= THE TASK =
Within the material below, filter for lines that hold the word "eucalyptus".

= EXERCISE MATERIAL =
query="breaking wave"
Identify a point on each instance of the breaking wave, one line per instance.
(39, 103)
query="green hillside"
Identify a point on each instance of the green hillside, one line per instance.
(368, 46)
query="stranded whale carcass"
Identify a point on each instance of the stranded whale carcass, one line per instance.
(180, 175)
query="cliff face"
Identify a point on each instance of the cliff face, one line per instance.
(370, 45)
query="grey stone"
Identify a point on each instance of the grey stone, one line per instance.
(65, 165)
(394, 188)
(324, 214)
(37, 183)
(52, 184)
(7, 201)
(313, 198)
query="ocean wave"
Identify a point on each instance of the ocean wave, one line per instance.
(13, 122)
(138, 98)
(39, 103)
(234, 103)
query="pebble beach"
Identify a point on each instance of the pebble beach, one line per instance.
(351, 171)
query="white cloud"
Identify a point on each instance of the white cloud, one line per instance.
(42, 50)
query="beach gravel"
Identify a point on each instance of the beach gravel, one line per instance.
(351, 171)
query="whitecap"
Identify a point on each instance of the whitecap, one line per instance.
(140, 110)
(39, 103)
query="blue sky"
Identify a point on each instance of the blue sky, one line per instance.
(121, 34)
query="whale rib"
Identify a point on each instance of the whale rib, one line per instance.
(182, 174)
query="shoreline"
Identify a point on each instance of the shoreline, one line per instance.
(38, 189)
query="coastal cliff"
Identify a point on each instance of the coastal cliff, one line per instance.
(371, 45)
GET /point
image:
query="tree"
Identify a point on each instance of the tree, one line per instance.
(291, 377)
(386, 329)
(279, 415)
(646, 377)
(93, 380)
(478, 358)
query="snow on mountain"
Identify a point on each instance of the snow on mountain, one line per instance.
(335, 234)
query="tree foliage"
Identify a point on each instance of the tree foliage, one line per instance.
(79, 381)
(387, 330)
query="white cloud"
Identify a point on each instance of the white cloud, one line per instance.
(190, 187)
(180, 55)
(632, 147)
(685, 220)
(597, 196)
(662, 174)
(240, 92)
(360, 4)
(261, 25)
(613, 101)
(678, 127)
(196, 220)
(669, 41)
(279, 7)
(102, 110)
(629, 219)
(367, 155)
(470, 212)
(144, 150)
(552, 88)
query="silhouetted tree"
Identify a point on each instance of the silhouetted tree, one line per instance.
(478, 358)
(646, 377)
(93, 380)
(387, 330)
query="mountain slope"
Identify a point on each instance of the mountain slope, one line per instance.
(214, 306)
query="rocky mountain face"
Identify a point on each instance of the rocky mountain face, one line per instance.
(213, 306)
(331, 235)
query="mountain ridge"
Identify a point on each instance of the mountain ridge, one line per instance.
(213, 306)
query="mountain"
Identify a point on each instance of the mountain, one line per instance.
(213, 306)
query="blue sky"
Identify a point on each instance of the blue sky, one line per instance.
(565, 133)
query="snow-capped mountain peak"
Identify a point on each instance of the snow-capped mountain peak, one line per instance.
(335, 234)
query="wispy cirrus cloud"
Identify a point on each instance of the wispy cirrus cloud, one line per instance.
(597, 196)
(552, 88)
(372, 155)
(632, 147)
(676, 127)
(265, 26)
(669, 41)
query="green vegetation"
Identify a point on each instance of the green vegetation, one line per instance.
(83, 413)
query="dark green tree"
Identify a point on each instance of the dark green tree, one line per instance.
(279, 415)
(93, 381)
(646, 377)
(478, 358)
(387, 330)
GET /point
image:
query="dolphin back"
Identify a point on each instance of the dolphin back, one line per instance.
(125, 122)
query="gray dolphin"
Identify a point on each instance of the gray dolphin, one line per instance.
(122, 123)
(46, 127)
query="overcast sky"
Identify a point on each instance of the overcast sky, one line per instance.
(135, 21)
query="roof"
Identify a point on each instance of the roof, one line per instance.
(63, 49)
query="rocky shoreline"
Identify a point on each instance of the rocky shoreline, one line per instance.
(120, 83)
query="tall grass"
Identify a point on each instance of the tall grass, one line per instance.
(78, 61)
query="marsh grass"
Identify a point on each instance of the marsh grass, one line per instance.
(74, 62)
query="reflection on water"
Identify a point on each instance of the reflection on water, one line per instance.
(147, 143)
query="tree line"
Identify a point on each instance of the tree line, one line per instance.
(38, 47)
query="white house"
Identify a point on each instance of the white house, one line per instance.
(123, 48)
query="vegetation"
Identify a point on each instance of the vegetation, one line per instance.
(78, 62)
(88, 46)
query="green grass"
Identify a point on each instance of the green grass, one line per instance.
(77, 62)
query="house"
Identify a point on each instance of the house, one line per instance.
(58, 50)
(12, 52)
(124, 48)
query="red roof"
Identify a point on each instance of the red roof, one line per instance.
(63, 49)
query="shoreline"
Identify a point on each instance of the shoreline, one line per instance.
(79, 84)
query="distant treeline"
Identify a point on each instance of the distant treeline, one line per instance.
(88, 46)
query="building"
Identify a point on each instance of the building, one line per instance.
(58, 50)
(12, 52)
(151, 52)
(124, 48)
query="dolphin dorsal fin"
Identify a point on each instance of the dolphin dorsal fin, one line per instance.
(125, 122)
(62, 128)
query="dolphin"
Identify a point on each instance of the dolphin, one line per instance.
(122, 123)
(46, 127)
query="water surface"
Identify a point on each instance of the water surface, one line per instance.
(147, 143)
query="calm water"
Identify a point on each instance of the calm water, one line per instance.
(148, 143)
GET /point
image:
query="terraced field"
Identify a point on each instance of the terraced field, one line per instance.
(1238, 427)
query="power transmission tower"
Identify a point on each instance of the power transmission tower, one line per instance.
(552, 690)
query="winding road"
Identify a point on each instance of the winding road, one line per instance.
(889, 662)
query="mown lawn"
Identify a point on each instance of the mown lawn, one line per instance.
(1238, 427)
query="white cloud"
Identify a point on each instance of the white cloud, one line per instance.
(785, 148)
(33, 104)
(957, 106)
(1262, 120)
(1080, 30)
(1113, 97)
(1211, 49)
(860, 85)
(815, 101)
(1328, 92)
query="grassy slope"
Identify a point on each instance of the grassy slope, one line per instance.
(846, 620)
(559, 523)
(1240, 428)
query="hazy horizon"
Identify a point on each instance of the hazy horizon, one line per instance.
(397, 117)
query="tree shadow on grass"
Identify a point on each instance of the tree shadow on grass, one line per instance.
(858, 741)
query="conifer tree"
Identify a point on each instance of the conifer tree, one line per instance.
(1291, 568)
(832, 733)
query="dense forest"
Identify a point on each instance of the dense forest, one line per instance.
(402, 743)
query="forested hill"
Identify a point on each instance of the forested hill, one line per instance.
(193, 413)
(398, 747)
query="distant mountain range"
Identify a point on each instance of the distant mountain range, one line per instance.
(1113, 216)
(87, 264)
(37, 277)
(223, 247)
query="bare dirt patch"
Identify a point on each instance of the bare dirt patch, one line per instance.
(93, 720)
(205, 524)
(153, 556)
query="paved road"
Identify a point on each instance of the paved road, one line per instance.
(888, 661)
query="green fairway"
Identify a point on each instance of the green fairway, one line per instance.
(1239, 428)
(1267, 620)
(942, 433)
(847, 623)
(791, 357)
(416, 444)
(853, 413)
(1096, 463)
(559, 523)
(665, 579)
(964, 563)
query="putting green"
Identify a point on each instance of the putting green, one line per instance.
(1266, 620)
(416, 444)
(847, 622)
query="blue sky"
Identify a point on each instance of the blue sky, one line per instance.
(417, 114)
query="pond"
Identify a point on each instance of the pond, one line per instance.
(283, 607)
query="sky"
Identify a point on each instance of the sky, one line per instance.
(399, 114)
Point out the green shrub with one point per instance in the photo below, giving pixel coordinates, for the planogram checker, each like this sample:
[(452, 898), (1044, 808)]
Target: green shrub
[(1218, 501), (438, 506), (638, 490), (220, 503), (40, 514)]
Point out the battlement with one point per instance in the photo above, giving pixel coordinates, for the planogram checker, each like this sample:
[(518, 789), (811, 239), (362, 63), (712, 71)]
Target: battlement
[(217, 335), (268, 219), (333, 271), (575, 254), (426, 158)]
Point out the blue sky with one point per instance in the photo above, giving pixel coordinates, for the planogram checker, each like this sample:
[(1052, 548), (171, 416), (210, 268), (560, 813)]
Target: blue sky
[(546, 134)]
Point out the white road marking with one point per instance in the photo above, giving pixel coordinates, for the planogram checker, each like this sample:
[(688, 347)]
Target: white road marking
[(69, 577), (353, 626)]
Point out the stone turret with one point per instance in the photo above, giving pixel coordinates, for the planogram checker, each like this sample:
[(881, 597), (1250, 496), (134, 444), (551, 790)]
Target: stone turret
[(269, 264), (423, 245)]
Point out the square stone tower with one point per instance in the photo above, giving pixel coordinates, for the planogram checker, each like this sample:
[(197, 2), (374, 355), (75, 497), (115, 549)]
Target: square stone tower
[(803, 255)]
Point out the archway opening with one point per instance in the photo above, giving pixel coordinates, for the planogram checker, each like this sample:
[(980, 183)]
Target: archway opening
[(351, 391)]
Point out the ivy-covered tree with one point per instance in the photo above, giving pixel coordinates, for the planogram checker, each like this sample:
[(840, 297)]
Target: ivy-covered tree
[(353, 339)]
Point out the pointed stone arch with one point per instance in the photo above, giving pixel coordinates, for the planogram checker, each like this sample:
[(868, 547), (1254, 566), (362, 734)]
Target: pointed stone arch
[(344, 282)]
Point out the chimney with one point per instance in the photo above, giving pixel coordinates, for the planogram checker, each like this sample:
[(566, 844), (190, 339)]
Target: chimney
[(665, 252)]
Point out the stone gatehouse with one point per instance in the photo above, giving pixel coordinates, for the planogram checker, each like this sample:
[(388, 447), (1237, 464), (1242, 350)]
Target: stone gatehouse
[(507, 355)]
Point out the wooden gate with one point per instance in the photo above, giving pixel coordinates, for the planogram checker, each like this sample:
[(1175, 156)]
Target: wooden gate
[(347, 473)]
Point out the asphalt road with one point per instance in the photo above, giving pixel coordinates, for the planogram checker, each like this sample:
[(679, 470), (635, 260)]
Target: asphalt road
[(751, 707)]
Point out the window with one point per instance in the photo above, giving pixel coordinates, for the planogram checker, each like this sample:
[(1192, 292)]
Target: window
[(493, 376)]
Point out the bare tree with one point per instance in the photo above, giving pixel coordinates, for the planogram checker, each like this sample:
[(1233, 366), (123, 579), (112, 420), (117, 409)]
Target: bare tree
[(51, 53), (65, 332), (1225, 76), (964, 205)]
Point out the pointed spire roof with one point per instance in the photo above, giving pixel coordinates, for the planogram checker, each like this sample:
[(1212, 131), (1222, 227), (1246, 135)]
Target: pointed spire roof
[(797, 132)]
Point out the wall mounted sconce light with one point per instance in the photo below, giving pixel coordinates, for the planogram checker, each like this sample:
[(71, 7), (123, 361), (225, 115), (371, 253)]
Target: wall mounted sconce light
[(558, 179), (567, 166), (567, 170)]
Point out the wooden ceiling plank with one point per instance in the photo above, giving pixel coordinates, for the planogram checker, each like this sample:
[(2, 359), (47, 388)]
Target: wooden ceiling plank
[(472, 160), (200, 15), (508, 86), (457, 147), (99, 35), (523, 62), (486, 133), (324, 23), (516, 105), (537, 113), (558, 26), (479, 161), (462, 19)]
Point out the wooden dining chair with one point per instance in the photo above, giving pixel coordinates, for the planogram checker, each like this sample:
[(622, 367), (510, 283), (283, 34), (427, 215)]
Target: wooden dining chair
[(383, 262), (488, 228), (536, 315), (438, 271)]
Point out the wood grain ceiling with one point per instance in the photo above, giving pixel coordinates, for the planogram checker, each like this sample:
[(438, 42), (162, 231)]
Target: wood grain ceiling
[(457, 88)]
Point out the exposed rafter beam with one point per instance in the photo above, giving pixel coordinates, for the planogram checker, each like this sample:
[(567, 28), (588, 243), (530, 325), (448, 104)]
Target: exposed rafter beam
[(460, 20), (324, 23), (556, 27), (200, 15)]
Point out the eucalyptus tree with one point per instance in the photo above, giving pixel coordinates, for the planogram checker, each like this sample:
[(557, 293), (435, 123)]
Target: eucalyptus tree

= ANSWER TO THIS TASK =
Point out the eucalyptus tree with one point per instance in the photo above, giving pixel coordinates, for the planogram checker, each like this sample:
Target: eucalyptus tree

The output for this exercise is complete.